Source excerpt:
──────

We use this special structure to keep informations we will share with the kernel-part. 'Match' pointer is passed to a couple of functions so we can work on the same data structure. Once the rule is loaded, this pointer is copied to the kernel-part. This way, the kernel module knows what the user asks to analyze (and that's the point, no?).

   struct ipt_ipaddr_info *info = (struct ipt_ipaddr_info *)(*match)->data;

Each arguments correspond to an single value, so we can do specific actions according to the inputed arguments. We will see later in this text how we map arguments to values.

   switch(c) {

First, we check if the argument has been used more than once. If it appears to be the case, we call 'exit_error()' defined in <iptables/iptables.c>, which will exit immediatly with the status flag 'PARAMETER_PROBLEM' defined in <iptables/include/iptables_common.h>. Else, we set 'flags' and 'info->flags' to the 'IPADDR_SRC' value defined in our header's file. We will see this header's file later.

Although both var flags seems to have the same purpose, they really don't. The scope of 'flags' is only this function, and 'info->flags' is a field part of our structure which will be shared with the kernel-part.

      case '1':
         if (*flags & IPADDR_SRC)
            exit_error(PARAMETER_PROBLEM, "ipt_ipaddr: Only use --ipsrc once!");
         *flags |= IPADDR_SRC;
         info->flags |= IPADDR_SRC;

We verify if the invert flag, '!', has been inputed and then set appropriate information into the 'info->flags'.
Next, we call 'parse_ipaddr', an internal function written for this skeleton, to convert the ip address string to a 32bits value.

         if (invert)
            info->flags |= IPADDR_SRC_INV;

         parse_ipaddr(argv[optind-1], &info->ipaddr.src);
         break;

In the same thought, we check for multiple use and set appropriate flags.

──────

Work instructions: Continue the iptables match-module walkthrough above, starting right after its last sentence.

Coordinate labeling data
──────

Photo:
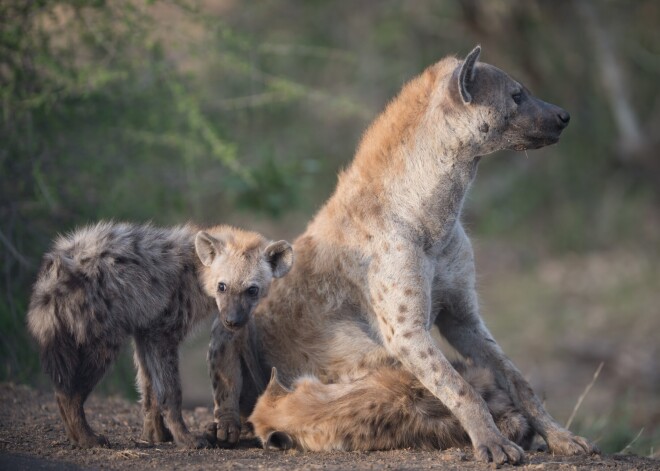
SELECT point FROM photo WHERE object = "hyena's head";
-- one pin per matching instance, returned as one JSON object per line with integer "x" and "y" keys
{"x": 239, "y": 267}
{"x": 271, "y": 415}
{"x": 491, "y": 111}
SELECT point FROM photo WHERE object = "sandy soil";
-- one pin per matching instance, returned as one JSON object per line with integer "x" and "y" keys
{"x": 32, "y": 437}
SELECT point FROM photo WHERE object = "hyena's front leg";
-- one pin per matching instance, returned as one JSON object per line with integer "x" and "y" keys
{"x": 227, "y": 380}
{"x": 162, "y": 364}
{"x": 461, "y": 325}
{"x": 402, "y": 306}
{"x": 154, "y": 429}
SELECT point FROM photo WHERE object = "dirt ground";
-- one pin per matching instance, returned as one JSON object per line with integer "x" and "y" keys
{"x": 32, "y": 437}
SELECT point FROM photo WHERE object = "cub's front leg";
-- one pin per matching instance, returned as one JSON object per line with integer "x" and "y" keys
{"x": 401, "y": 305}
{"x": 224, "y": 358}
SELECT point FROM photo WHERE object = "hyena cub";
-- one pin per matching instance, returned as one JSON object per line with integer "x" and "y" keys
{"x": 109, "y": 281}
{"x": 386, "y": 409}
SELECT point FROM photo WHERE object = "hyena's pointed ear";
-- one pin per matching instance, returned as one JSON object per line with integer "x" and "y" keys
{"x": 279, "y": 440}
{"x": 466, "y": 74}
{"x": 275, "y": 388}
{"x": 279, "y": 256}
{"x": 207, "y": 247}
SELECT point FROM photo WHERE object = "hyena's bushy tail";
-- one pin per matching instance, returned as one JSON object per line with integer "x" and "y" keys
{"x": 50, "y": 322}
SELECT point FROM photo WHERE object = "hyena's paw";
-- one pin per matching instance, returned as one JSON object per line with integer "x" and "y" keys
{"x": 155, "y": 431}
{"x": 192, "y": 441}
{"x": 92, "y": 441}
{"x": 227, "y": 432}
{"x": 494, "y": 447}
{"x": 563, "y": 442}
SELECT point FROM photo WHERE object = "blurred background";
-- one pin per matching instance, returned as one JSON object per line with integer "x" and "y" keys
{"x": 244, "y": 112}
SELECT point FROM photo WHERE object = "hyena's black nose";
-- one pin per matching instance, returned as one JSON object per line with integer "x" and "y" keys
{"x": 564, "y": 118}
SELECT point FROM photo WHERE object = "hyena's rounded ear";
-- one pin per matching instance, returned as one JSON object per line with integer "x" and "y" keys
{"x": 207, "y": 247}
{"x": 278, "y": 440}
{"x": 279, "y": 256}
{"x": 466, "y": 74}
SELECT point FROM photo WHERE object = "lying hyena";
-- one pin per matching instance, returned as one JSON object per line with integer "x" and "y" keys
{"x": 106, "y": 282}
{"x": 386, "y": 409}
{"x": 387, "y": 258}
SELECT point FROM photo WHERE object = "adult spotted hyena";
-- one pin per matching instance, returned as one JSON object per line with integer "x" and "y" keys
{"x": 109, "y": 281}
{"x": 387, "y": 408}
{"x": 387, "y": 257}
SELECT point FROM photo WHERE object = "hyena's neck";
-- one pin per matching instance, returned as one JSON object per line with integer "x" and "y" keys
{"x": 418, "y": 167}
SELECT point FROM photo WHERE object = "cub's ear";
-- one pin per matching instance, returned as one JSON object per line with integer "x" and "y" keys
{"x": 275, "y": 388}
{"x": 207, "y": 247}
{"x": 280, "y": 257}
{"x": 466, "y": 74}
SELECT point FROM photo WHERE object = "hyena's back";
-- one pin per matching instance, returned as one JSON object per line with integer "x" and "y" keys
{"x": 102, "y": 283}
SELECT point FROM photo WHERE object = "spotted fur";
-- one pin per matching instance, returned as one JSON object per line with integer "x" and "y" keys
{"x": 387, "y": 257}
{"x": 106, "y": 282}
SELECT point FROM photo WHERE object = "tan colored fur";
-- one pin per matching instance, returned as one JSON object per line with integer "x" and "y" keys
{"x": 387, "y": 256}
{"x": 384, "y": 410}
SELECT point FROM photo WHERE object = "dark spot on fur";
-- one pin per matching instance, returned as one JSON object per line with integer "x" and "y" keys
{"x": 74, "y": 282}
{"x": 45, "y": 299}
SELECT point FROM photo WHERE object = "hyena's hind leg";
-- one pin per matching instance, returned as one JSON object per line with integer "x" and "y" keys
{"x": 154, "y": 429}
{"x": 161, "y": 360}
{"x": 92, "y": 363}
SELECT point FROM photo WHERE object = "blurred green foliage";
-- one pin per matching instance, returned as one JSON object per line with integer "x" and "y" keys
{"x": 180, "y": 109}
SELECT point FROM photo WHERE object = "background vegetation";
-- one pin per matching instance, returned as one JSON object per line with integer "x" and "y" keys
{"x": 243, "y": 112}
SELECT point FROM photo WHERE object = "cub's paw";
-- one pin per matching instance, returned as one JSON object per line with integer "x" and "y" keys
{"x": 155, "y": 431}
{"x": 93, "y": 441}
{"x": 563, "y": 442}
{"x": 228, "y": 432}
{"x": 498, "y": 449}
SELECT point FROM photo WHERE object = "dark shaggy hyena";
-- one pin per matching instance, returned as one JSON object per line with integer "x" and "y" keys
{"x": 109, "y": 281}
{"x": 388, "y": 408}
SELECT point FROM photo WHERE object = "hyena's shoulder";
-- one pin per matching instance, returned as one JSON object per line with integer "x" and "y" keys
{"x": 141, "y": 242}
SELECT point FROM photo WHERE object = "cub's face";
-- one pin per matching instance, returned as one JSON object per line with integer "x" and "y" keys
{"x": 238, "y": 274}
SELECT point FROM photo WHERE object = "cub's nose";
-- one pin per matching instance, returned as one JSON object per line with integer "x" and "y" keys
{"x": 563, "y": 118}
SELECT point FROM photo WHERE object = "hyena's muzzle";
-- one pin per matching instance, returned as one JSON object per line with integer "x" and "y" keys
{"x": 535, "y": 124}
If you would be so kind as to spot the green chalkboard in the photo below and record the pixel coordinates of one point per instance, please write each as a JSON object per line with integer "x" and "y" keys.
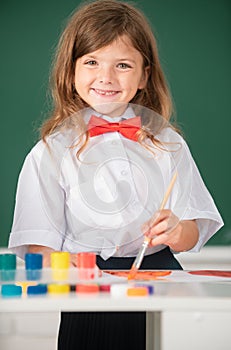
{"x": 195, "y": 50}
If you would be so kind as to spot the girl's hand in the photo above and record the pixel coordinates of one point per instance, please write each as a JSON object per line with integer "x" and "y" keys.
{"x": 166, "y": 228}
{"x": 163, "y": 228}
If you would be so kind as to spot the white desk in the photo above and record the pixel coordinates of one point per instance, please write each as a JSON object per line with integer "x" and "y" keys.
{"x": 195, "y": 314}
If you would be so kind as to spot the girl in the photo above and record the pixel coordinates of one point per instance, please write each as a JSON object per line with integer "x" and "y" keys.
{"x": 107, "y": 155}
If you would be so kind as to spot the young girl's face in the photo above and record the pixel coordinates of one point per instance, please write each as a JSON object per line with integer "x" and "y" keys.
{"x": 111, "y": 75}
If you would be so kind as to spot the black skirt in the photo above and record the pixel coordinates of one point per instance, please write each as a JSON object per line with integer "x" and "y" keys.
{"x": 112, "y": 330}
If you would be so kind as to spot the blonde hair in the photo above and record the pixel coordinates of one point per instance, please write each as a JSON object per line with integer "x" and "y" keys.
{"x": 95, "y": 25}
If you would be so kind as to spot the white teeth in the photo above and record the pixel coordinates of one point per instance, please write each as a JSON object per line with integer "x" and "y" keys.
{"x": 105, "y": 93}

──────

Answer to this problem:
      case '2':
         if (*flags & IPADDR_DST)
            exit_error(PARAMETER_PROBLEM, "ipt_ipaddr: Only use --ipdst once!");
         *flags |= IPADDR_DST;
         info->flags |= IPADDR_DST;
         if (invert)
            info->flags |= IPADDR_DST_INV;

         parse_ipaddr(argv[optind-1], &info->ipaddr.dst);
         break;

      default:
         return 0;
   }

   return 1;
}

1.2.6 options structure

We have discussed earlier that every arguments are mapped to a single value. The 'struct option' is the better way to achieve it. For more information about this structure, I strongly suggest you read 'man 3 getopt'.

static struct option opts[] = {
   { .name = "ipsrc",   .has_arg = 1,   .flag = 0,   .val = '1' },
   { .name = "ipdst",   .has_arg = 1,   .flag = 0,   .val = '2' },
   { .name = 0 }
};

1.2.7 init function

This init function is used to set some specific stuff like the netfilter cache system. It's not very important to know how exactly it works for now.

static void init(struct ipt_entry_match *m, unsigned int *nfcache)
{
   /* Can't cache this */
   *nfcache |= NFC_UNKNOWN;
}

1.2.7 help function

This function is called by 'iptables -m match_name -h' to show available arguments.

static void help(void)
{
   printf (
            "IPADDR v%s options:\n"
            "[!] --ipsrc <ip>\t\t The incoming ip addr matches.\n"
            "[!] --ipdst <ip>\t\t The outgoing ip addr matches.\n"
            "\n", IPTABLES_VERSION
         );
}

1.2.8 the header's file 'ipt_ipaddr.h'

It's in this file that we define our stuff that we need.

#ifndef _IPT_IPADDR_H
#define _IPT_IPADDR_H

We have seen earlier that we set flags to some specific values.

#define IPADDR_SRC   0x01     /* Match source IP addr */
#define IPADDR_DST   0x02     /* Match destination IP addr */

#define IPADDR_SRC_INV  0x10  /* Negate the condition */
#define IPADDR_DST_INV  0x20  /* Negate the condition */

The structure 'ipt_ipaddr_info' is the one who will be copied to the kernel-part.

struct ipt_ipaddr {
   u_int32_t src, dst;
};

struct ipt_ipaddr_info {

   struct ipt_ipaddr ipaddr;

   /* Flags from above */
   u_int8_t flags;

};

#endif

1.3 Summary chapter 1

In the first part, we discussed the purpose of the iptables library. We covered the internals of each function and how the main structure 'ipt_ipaddr_info' is used to keep information that will be copied to the kernel-part for further consideration. We also look at the iptables structure and how to register our new library.
You should keep in mind that this is only a skeleton example to help me to show you how the framework is working. Furthermore, 'ipt_ipaddr_info' and things like that are not part of the iptables/netfilter but part of this example.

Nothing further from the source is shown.